Efficient Distillation — Swin Transformer Knowledge Distillation for Depth Estimation

NYU ECE-GY 9143 · High Performance Machine Learning · Spring 2026

This project distills a large Swin-Large (~197 M params) vision transformer into a compact Swin-Tiny (~28 M params) student using multi-level knowledge distillation on ImageNet-1K. The distilled student is then repurposed as a frozen feature extractor for monocular depth estimation on NYU-Depth V2 via a DPT head, with further refinement through LoRA fine-tuning and post-training quantization.

> [DATA]:

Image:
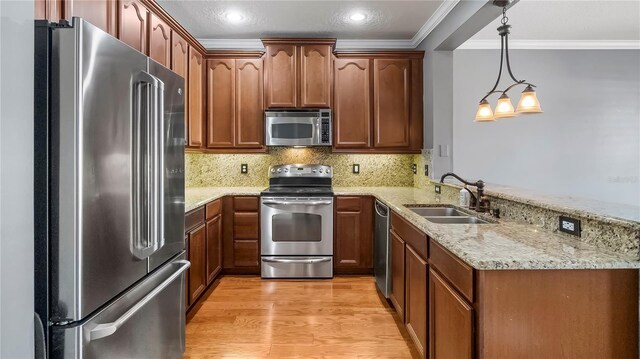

> [TASK 1]:
Answer these from the project description:
(a) About how many parameters does the Swin-Large model have?
(b) On which dataset is monocular depth estimation performed?
(c) What two methods are used to refine the depth estimation further?
> [TASK 2]: List every technique the project description names for producing or refining the compact student model.

> [FULL ANSWER 1]:
(a) About 197 M parameters.
(b) NYU-Depth V2.
(c) LoRA fine-tuning and post-training quantization.

> [FULL ANSWER 2]:
- Multi-level knowledge distillation
- LoRA fine-tuning
- Post-training quantization